Excerpt —
Irvine, Calif., Sept. 11, 2007 -- A primary mystery puzzling neuroscientists -- where in the brain lies intelligence" -- just may have a unified answer.
In a review of 37 imaging studies related to intelligence, including their own, Richard Haier of the University of California, Irvine and Rex Jung of the University of New Mexico have uncovered evidence of a distinct neurobiology of human intelligence. Their Parieto-Frontal Integration Theory (P-FIT) identifies a brain network related to intelligence, one that primarily involves areas in the frontal and the parietal lobes.
Their report includes peer commentary from 19 researchers and appears online in the journal Behavioral and Brain Sciences.
"Recent neuroscience studies suggest that intelligence is related to how well information travels throughout the brain," said Haier, a professor of psychology in the School of Medicine and longtime human intelligence researcher. "Our review of imaging studies identifies the stations along the routes intelligent information processing takes. Once we know where the stations are, we can study how they relate to intelligence."
The data suggest that some of the brain areas related to intelligence are the same areas related to attention and memory and to more complex functions like language. Haier and Jung say this possible integration of cognitive functions suggests that intelligence levels might be based on how efficient the frontal-parietal networks process information.
Brain imaging studies of intelligence are relatively new, with Haier doing some of the first ones only 20 years ago. Although there is still discussion about how to define and measure intelligence, Haier and Jung found surprising consistency in the studies they reviewed despite the fact the studies represented a variety of approaches.

(Stored data)
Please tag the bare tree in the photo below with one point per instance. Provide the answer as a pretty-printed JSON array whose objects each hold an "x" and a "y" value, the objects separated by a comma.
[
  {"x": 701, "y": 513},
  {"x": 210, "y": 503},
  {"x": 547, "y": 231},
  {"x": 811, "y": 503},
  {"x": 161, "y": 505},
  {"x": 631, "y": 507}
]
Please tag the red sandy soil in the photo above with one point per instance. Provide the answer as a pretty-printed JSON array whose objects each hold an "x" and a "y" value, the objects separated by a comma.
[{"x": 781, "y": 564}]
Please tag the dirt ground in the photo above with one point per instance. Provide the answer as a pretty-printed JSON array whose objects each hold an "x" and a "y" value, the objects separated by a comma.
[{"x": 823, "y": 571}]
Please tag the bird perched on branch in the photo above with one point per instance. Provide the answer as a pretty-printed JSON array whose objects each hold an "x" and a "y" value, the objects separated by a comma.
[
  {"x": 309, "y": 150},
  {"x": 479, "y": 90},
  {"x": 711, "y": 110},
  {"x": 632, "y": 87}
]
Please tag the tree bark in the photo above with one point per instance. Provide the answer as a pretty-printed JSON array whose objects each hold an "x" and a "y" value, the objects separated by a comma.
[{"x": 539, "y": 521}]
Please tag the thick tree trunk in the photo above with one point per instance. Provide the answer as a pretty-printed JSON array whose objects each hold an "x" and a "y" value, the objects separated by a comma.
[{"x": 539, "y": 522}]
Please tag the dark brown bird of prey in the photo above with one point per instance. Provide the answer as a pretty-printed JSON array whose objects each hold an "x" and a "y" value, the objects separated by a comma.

Tasks to complete —
**A)** Transcribe part of the article on brain intelligence research, beginning at the words "In a review" and stopping after the words "and Brain Sciences.".
**B)** Answer these questions using the article on brain intelligence research:
(i) How many imaging studies related to intelligence did Haier and Jung review?
(ii) In which journal does their report appear online?
(iii) How long ago did Haier do some of the first brain imaging studies of intelligence?

Answers for the exercise —
**A)**
In a review of 37 imaging studies related to intelligence, including their own, Richard Haier of the University of California, Irvine and Rex Jung of the University of New Mexico have uncovered evidence of a distinct neurobiology of human intelligence. Their Parieto-Frontal Integration Theory (P-FIT) identifies a brain network related to intelligence, one that primarily involves areas in the frontal and the parietal lobes.
Their report includes peer commentary from 19 researchers and appears online in the journal Behavioral and Brain Sciences.

**B)**
(i) 37
(ii) Behavioral and Brain Sciences
(iii) Only 20 years ago